Start of Block

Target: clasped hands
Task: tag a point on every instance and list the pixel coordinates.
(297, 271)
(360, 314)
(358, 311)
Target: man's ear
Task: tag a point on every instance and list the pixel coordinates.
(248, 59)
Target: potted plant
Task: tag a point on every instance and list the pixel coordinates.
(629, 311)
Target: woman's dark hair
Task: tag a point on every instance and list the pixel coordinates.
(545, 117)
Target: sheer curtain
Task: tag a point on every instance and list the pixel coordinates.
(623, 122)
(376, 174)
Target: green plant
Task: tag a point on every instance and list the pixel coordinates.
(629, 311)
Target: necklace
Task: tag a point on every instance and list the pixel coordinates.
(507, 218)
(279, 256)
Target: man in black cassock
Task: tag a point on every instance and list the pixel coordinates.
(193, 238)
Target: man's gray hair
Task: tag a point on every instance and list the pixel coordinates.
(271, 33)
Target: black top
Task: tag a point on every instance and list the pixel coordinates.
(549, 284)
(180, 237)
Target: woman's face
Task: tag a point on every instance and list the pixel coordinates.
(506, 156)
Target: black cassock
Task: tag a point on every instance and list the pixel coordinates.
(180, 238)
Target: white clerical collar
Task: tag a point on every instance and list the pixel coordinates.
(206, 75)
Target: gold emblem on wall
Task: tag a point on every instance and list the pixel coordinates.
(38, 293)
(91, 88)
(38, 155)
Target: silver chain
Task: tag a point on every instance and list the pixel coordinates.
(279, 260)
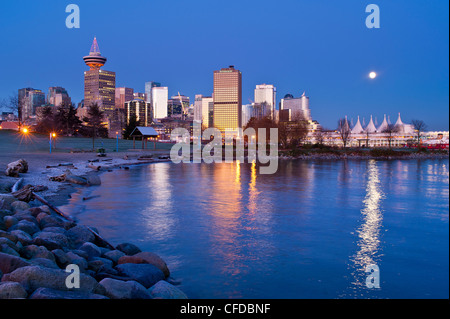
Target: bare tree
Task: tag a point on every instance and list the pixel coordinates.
(419, 127)
(390, 131)
(344, 130)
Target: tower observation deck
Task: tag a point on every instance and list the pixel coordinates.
(94, 60)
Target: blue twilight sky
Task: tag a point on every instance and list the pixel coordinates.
(321, 47)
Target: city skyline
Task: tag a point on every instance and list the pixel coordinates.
(334, 76)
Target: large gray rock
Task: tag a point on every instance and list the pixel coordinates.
(128, 249)
(51, 221)
(11, 237)
(9, 221)
(146, 258)
(163, 290)
(91, 250)
(6, 200)
(18, 206)
(12, 290)
(117, 289)
(114, 255)
(14, 168)
(9, 263)
(80, 234)
(23, 237)
(34, 277)
(9, 243)
(145, 274)
(33, 251)
(49, 293)
(77, 260)
(61, 257)
(8, 250)
(74, 179)
(51, 240)
(44, 263)
(26, 226)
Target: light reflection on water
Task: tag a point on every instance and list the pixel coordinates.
(307, 231)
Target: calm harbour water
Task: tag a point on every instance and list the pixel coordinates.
(307, 231)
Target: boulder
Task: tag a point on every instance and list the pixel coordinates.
(60, 257)
(163, 290)
(9, 221)
(91, 250)
(6, 200)
(26, 226)
(8, 250)
(93, 180)
(34, 277)
(9, 243)
(33, 251)
(18, 206)
(74, 179)
(49, 293)
(98, 264)
(22, 237)
(145, 274)
(117, 289)
(146, 258)
(14, 168)
(51, 240)
(12, 290)
(44, 263)
(51, 221)
(80, 234)
(114, 255)
(11, 237)
(128, 249)
(77, 260)
(9, 263)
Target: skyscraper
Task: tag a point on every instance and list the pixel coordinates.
(57, 96)
(29, 99)
(160, 97)
(123, 95)
(148, 90)
(141, 110)
(99, 85)
(266, 94)
(299, 106)
(227, 99)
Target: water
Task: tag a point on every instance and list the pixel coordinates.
(308, 231)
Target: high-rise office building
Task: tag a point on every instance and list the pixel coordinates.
(29, 99)
(299, 106)
(99, 85)
(141, 110)
(178, 106)
(265, 94)
(160, 97)
(203, 110)
(148, 90)
(227, 99)
(123, 95)
(57, 96)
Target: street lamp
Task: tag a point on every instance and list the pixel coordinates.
(117, 142)
(52, 136)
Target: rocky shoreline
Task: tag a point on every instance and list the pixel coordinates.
(39, 248)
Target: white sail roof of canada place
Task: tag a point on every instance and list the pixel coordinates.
(371, 127)
(383, 125)
(357, 129)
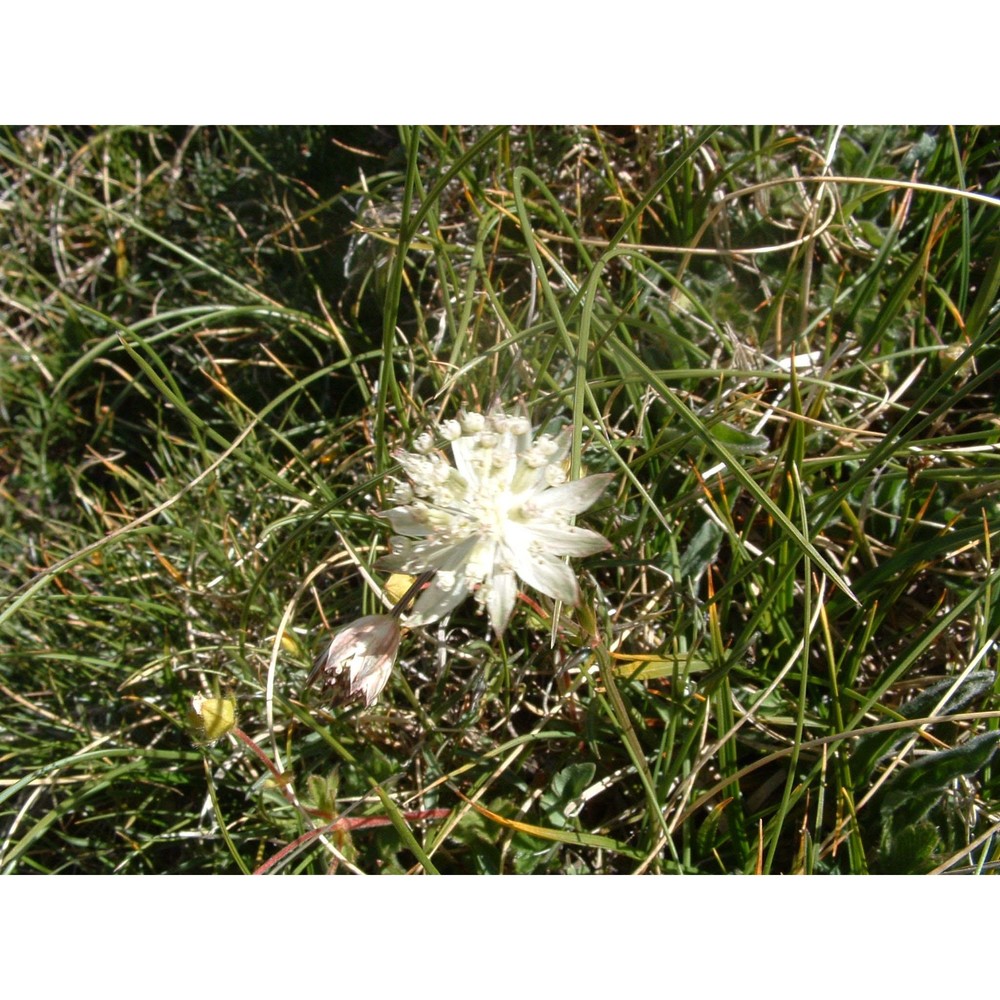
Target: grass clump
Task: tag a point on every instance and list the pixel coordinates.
(781, 342)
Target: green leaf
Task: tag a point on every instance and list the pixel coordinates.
(871, 749)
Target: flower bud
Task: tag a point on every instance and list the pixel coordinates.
(358, 660)
(211, 718)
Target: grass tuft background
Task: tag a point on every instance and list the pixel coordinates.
(782, 341)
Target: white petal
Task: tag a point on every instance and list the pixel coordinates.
(567, 540)
(572, 498)
(435, 602)
(500, 600)
(412, 521)
(548, 575)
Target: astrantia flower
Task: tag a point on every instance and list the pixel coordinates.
(503, 511)
(359, 659)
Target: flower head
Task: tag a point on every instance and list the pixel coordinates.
(502, 511)
(358, 660)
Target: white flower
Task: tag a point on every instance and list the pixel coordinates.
(358, 660)
(503, 511)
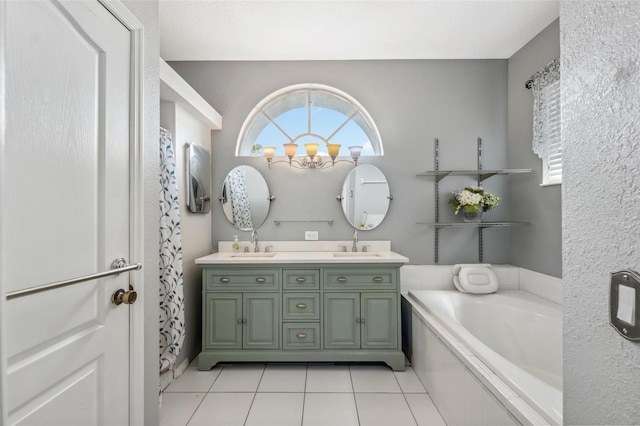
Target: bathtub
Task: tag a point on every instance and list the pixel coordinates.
(512, 335)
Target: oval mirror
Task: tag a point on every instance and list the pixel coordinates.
(365, 197)
(245, 198)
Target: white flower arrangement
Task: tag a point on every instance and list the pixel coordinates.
(472, 199)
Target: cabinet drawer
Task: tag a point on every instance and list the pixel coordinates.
(301, 306)
(241, 279)
(365, 279)
(300, 335)
(301, 279)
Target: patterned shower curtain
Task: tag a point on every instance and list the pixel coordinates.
(239, 195)
(172, 328)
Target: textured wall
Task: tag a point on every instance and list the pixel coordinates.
(147, 14)
(195, 230)
(537, 247)
(601, 201)
(412, 102)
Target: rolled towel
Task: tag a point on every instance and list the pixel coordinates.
(476, 278)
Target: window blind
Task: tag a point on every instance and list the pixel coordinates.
(547, 141)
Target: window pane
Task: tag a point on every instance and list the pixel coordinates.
(325, 121)
(350, 135)
(294, 114)
(295, 122)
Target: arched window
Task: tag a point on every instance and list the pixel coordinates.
(308, 113)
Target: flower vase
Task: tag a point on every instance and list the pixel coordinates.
(472, 216)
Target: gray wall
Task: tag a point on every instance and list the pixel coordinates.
(537, 247)
(601, 201)
(412, 102)
(147, 14)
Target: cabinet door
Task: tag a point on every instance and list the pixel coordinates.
(379, 320)
(222, 328)
(342, 320)
(262, 315)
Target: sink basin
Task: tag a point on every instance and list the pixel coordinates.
(355, 254)
(270, 254)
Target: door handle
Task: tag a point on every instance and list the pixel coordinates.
(127, 297)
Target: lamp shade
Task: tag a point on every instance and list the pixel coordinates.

End of Block

Go through the data above and count the lines that hold "green". Respond with the number and no other words.

● EXERCISE SOLUTION: 2